#### Stated problem
Please go through both blocks of rows below, find every line that contains the word "chalkboard", and copy each of those lines.

════════════════════

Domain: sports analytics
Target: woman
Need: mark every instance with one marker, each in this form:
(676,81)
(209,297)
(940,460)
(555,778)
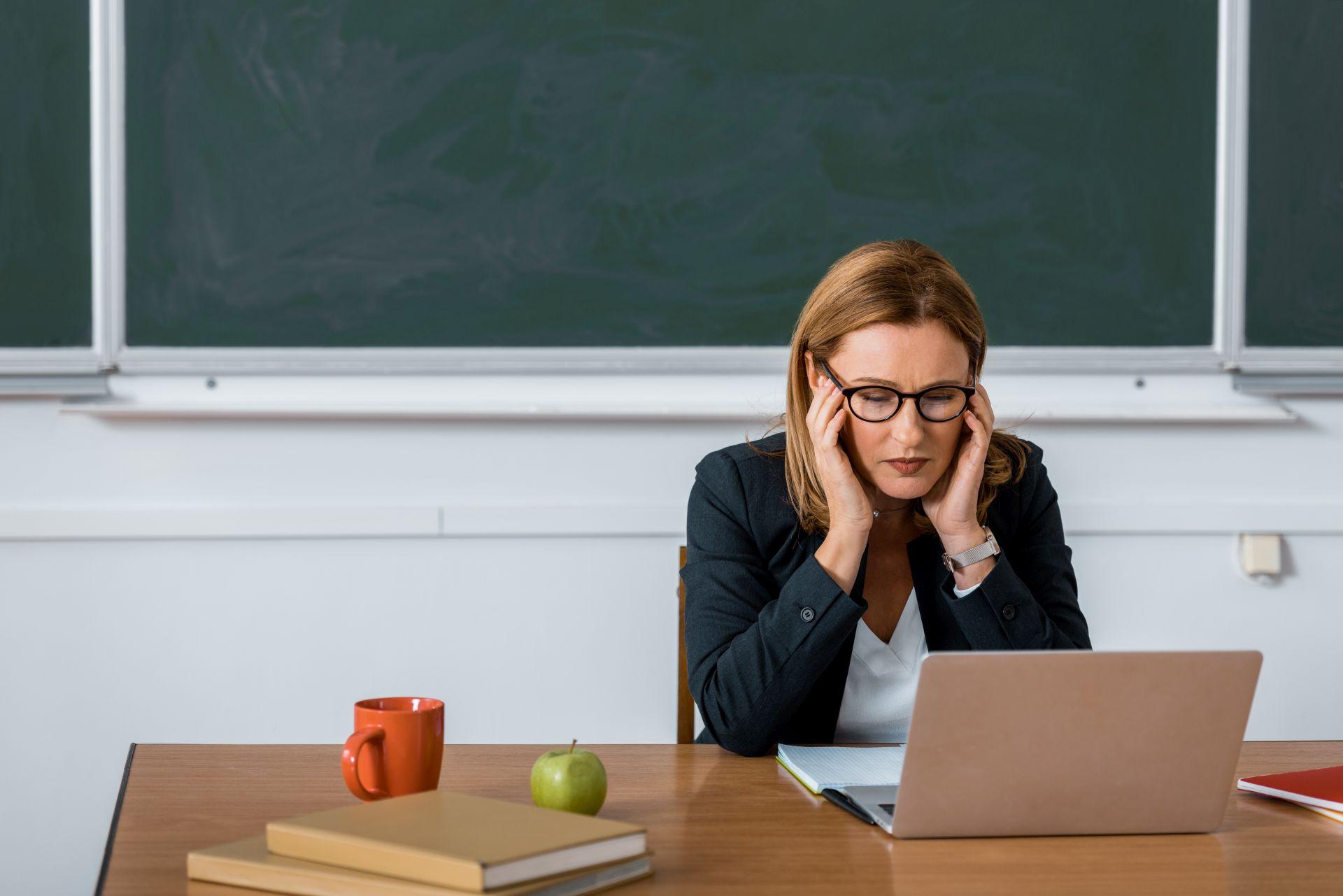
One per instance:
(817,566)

════════════════════

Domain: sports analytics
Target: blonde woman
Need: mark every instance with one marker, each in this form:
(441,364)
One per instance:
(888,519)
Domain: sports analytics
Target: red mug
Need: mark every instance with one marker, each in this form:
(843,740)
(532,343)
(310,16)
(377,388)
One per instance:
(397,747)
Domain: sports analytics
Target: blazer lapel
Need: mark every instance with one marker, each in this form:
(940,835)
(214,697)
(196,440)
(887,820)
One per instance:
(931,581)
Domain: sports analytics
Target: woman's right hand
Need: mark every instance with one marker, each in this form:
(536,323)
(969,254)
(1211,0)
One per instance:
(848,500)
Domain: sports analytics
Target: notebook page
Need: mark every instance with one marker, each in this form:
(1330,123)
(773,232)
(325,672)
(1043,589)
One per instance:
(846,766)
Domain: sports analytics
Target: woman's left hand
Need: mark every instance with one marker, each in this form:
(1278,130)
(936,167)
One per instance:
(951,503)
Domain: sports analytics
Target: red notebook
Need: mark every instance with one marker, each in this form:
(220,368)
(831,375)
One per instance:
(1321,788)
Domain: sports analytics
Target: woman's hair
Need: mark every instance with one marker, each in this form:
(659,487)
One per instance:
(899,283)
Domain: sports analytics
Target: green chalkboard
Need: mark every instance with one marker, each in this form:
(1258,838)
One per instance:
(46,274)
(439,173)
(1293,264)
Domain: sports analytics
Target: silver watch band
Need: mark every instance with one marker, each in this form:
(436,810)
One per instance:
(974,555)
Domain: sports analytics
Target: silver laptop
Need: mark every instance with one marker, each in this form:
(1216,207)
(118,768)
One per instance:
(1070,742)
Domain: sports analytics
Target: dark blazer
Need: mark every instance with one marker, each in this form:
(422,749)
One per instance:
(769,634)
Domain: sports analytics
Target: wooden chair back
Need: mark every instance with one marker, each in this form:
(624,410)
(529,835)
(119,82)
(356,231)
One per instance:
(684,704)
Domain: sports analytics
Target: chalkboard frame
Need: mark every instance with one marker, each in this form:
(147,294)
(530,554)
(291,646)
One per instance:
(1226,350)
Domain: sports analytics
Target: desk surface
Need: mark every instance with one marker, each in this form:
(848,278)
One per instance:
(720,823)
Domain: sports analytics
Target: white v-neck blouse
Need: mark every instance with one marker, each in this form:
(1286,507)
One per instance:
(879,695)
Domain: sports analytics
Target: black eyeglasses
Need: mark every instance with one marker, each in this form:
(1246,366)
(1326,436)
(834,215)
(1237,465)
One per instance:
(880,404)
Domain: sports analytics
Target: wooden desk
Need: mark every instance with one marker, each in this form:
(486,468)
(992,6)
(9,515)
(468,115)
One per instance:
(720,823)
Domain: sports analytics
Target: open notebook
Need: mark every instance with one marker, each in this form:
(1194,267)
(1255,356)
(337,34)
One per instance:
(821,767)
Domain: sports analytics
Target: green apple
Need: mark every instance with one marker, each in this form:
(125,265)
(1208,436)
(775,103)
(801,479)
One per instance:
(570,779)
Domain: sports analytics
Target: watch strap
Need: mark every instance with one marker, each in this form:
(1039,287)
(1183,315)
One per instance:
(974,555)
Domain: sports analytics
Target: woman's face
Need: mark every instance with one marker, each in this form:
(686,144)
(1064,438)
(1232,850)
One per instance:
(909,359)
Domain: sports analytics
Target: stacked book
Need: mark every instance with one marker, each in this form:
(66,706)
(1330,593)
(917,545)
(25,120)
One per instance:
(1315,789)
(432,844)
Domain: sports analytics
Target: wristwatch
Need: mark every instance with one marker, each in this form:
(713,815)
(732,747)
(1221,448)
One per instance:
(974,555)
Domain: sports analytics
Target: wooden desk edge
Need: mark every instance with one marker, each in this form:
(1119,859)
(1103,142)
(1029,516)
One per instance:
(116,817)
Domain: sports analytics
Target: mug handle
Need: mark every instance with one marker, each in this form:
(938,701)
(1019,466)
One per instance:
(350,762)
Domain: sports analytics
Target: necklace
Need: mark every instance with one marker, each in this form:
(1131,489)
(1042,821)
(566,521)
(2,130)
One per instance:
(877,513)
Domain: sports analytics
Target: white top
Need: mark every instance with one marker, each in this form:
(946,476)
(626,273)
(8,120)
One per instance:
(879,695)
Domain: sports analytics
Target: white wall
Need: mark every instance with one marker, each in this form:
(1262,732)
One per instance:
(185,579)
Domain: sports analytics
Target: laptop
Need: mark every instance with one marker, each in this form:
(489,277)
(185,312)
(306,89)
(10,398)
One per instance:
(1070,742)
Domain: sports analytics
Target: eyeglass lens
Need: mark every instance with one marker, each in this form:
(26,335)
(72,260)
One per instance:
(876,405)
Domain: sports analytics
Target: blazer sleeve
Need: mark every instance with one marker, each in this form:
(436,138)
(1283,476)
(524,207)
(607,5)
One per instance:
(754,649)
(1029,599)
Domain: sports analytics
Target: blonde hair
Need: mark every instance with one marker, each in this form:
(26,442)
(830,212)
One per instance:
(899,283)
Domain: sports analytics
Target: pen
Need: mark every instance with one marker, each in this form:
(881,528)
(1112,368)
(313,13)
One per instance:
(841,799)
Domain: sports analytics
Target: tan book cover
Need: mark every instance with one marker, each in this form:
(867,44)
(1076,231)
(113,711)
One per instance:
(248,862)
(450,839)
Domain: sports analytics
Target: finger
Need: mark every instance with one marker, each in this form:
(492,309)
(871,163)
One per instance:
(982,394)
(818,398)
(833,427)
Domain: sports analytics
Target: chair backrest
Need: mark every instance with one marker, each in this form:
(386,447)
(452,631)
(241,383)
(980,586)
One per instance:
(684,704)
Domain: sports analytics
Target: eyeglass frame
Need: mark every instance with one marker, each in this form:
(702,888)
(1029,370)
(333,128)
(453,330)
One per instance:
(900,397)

════════════════════

#### Correct result
Target: green chalkboard
Target: chalkboard frame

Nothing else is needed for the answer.